*** DATA RECORDS

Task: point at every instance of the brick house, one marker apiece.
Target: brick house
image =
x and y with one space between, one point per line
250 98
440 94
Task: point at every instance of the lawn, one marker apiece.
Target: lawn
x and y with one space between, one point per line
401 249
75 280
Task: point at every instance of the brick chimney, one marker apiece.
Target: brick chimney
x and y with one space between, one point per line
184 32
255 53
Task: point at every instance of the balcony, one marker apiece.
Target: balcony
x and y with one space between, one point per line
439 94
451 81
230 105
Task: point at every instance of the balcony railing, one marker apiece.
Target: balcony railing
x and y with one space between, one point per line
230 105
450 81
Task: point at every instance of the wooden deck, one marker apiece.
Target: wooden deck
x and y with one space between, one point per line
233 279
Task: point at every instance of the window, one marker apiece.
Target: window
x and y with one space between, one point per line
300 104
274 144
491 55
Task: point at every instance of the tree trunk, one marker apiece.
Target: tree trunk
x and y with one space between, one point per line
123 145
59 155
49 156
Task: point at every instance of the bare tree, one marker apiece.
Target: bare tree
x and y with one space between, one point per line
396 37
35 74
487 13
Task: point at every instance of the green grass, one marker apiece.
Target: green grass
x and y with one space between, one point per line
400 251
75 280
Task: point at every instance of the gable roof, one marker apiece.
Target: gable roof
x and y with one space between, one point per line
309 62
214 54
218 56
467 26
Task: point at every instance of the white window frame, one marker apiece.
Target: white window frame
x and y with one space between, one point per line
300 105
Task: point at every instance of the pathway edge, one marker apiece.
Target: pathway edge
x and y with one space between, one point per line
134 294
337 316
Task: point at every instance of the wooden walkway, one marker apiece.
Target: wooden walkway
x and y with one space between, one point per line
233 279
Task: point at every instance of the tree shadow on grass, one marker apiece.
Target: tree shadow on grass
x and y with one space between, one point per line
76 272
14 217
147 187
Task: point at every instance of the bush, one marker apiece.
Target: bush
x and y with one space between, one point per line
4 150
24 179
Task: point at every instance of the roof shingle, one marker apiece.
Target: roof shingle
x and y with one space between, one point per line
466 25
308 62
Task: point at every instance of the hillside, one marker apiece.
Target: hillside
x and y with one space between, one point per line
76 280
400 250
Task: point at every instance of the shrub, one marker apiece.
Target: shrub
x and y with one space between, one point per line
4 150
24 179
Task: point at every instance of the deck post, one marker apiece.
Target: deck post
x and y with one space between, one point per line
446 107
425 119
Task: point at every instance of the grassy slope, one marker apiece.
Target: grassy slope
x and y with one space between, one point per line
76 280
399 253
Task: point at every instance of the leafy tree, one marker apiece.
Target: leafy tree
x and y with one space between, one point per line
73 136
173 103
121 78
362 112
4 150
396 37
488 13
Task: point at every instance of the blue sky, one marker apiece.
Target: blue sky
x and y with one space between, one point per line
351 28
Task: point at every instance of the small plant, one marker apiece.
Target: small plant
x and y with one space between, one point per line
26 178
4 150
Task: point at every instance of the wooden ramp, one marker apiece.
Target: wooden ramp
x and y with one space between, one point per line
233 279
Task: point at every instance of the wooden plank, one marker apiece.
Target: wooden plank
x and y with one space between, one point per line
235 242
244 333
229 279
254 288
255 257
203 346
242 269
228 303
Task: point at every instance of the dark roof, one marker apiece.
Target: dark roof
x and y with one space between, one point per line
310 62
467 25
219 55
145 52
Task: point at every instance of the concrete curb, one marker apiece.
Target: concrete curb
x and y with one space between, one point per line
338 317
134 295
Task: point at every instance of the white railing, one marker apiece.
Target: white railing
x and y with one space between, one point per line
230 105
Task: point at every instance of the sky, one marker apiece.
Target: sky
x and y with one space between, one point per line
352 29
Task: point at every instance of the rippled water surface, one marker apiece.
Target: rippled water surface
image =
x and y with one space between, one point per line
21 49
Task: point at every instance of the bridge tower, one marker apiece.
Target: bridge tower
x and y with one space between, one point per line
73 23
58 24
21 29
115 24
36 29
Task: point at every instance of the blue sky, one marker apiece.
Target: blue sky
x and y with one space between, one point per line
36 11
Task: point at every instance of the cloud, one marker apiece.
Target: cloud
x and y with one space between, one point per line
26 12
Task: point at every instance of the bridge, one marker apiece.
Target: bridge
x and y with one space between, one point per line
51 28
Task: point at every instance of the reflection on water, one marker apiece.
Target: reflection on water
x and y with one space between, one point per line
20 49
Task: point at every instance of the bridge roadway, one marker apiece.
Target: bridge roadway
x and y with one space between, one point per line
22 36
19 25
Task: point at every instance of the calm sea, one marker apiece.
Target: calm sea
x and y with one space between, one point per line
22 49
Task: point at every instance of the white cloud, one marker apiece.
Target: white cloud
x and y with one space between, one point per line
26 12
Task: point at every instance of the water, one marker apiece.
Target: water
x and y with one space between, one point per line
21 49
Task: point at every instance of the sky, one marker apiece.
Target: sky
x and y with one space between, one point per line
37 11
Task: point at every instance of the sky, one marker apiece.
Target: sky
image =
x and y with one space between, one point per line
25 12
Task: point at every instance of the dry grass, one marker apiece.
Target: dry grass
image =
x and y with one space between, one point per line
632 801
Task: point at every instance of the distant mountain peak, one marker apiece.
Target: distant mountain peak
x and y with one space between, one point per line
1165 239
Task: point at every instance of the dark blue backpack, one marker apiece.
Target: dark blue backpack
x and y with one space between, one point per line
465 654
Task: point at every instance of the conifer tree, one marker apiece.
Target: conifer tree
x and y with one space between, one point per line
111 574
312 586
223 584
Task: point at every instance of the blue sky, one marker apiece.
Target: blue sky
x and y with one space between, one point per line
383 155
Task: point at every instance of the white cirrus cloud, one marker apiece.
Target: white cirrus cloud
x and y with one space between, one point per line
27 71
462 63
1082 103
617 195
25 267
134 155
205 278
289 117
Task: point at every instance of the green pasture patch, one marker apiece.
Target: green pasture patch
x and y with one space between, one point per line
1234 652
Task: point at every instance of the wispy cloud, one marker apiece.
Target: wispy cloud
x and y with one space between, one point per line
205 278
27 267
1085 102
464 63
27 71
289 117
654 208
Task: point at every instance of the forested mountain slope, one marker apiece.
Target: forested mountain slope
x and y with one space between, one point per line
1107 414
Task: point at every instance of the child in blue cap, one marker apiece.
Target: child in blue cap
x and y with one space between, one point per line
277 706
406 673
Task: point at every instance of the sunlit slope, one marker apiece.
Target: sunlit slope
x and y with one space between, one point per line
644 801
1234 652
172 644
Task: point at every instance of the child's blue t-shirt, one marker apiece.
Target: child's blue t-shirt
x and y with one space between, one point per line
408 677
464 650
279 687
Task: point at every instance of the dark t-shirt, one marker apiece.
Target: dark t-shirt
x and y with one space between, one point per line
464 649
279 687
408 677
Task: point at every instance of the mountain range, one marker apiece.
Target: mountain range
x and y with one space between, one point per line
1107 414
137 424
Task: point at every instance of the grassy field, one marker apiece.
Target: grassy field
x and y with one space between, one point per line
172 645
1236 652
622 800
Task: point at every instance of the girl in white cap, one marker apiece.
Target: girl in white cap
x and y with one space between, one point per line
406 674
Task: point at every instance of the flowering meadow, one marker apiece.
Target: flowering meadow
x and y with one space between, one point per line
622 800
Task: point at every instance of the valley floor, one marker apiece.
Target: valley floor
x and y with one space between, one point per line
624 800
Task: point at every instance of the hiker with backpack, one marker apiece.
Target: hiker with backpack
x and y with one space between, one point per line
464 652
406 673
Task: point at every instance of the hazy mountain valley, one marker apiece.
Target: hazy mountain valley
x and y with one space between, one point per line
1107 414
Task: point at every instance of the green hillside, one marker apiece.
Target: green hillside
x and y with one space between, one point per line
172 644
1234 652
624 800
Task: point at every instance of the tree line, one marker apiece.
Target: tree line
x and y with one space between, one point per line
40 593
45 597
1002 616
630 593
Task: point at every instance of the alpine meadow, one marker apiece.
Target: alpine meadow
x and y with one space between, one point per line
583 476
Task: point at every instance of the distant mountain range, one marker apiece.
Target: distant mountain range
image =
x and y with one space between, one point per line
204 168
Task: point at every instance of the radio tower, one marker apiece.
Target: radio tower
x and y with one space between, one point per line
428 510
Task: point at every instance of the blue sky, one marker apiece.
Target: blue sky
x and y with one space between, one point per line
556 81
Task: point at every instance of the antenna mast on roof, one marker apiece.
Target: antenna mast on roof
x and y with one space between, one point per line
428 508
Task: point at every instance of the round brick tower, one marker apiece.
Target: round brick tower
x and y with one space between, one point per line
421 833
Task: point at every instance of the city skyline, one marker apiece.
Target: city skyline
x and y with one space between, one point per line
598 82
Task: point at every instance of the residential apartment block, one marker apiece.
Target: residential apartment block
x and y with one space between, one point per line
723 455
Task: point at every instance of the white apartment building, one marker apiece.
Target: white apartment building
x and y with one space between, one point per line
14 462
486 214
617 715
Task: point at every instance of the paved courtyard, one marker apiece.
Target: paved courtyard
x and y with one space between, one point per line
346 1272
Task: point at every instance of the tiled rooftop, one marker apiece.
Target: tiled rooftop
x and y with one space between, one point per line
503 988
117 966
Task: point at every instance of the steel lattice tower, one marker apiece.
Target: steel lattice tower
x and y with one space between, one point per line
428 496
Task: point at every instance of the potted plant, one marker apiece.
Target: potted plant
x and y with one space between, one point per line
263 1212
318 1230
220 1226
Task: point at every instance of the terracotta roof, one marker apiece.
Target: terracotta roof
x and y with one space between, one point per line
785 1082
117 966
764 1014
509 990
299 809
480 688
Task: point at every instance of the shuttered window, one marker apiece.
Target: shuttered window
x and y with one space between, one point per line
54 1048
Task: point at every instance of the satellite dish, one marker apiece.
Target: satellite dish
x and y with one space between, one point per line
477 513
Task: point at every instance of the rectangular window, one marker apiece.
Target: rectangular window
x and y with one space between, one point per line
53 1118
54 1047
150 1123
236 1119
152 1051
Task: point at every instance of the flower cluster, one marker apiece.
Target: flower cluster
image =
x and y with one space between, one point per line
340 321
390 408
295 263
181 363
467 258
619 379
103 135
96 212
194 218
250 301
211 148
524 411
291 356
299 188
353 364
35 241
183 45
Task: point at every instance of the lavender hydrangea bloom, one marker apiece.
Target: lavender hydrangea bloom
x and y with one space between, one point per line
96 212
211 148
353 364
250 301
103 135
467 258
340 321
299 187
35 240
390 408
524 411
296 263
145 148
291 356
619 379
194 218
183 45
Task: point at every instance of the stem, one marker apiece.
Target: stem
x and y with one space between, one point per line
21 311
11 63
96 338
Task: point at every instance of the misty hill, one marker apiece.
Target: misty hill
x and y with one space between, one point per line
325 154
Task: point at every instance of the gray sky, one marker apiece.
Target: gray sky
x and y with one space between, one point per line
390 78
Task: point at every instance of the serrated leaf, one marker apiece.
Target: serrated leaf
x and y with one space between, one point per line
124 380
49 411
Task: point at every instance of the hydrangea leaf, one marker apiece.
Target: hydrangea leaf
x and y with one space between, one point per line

******

* PROBLEM *
Output, from the data above, the lines from the line with "Target: valley floor" to the line with "Task: point at every instance of the radio" exactly as they stand, both ends included and nothing else.

* EXERCISE ANSWER *
Target: valley floor
x and y with one space between, one point per line
624 800
Task: point at every instance of the hiker with backpack, one marker apiece.
Target: hiker with backpack
x and y with one space between, one point per line
464 652
406 673
Task: point at every instance of the hazy mountain valley, one marker apiece.
Target: hazy mountain valley
x and y with one space between, one point per line
1107 414
Task: point at every instance of the green hillside, one marker apiece.
Target: green hillside
x and y with one space between, one point per line
172 644
1234 652
624 800
Task: point at every instance of the tree line, one marker apiece.
Target: tree line
x and y with one space between, one point per line
40 593
45 597
1002 616
630 593
Task: point at every instance of the alpine meadow, one marker apiece.
Target: alpine meadow
x and y with one space between, one point per line
583 476
Task: point at every instance of the distant mountain range, one marker apiece.
Target: distant mountain range
image =
x and y with one space between, one point per line
204 168
Task: point at every instance of the radio tower, one marker apiece.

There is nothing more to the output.